■ Short problem ■
Rewrite the items below between the line containing "Put a marker on each instance of the dark storm" and the line containing "[(480, 364), (507, 391), (477, 349)]", inclusive, keeping the requests as they are. Shift every coordinate in the answers by adding -78 to it.

Start Stored records

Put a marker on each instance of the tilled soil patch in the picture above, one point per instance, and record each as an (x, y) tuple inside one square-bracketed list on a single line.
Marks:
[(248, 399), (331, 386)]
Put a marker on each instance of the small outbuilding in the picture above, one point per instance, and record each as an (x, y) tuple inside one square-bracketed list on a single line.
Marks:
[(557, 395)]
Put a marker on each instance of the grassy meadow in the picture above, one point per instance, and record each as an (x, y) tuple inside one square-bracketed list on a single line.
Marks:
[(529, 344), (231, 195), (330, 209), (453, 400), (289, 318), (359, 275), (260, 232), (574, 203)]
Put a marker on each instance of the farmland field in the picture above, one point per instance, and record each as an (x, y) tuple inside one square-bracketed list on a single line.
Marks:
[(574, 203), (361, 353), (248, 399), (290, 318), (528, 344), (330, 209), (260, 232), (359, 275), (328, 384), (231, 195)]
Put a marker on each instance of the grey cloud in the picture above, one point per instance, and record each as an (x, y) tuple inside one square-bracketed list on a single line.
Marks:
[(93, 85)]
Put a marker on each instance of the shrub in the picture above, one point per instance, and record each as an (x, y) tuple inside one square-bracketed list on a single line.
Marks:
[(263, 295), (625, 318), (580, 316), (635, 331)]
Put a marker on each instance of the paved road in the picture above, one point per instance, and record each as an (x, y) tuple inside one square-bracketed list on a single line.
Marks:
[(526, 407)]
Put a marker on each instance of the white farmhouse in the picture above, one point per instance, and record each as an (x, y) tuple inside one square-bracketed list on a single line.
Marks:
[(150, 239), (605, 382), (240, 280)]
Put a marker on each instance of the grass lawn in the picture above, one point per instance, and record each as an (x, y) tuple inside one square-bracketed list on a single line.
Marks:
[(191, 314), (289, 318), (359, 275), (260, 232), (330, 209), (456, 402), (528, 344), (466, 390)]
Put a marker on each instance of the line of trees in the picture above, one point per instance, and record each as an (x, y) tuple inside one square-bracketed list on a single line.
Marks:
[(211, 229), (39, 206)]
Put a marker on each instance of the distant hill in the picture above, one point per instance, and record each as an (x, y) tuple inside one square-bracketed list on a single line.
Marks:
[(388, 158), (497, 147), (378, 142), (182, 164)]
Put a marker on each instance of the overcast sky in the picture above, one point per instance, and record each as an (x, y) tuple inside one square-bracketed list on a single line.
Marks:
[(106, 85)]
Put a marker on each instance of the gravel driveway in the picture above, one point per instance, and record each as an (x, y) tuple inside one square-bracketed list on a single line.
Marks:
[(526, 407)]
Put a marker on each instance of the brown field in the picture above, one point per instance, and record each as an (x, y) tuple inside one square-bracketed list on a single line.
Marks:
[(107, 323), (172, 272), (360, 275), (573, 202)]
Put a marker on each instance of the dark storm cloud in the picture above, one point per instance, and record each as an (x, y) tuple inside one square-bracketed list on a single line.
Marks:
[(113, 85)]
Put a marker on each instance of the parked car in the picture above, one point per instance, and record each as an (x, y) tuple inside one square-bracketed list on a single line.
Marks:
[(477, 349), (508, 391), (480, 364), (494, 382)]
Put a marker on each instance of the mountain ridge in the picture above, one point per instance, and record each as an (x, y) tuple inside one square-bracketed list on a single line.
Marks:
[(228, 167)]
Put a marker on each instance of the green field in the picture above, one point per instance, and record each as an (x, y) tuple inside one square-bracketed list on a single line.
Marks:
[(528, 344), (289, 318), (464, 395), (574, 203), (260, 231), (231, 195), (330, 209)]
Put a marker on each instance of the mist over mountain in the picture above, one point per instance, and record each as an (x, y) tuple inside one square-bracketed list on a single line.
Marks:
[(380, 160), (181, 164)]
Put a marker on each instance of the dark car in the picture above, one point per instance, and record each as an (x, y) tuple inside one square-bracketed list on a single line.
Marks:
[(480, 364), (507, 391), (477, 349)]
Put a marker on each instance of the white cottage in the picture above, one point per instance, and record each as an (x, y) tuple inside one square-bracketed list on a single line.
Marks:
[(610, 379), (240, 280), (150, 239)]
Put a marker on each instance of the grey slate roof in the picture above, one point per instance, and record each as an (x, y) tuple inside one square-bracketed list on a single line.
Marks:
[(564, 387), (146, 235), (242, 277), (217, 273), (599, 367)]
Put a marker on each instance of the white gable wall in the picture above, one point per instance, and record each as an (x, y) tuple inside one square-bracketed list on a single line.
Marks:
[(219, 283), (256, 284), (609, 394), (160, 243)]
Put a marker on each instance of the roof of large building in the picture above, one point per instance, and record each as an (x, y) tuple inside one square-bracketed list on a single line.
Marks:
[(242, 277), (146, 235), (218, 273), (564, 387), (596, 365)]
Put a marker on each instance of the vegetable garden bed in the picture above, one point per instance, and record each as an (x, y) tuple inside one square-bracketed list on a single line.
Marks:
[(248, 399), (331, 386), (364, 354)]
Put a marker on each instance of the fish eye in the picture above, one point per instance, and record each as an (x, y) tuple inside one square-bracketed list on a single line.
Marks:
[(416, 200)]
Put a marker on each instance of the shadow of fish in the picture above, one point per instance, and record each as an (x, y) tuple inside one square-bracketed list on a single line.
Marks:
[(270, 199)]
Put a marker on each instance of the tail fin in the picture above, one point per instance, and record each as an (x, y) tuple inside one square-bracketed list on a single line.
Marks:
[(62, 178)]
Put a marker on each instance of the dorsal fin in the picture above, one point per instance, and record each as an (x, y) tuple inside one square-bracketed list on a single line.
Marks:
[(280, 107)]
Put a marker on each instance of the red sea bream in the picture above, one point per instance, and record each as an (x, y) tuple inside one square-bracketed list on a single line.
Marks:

End Stored records

■ Reply ■
Put a marker on each instance of the dark storm cloud in the picture above, one point per instance, and record each as an (x, y) tuple inside one square-bracketed list on a single line.
Marks:
[(35, 7)]
Put a marker on each instance of the parked car in the picture above, one point per instance, and record each as an (x, y) tuple inside one square-bracketed list on a single line.
Marks:
[(399, 271), (430, 313), (402, 286), (416, 304)]
Put a marker on each instance of the mountain ridge in the picture above, one point per instance, and record each as an (x, y) tuple inside one square-bracketed list on a single line.
Marks:
[(150, 89)]
Put a marker on each instance of the green field in the picture above, one point per instance, and record each as an (x, y) tuple inside one square-bracketed list on a single line.
Marks:
[(450, 266), (211, 240), (386, 317), (496, 125), (182, 153), (153, 117), (252, 131)]
Put a marker on each instance of the mist over mountain in the picture above, one point per instance, and record each as an (x, y) tuple inside one square-bracketed list on a single line.
Marks:
[(302, 82), (103, 86)]
Put a marker on each instance of the dark car in the picture above, one point per instance, and record each as an (x, y) tuple inside one square-bracketed list on a single line.
Marks:
[(402, 286), (429, 313), (399, 271)]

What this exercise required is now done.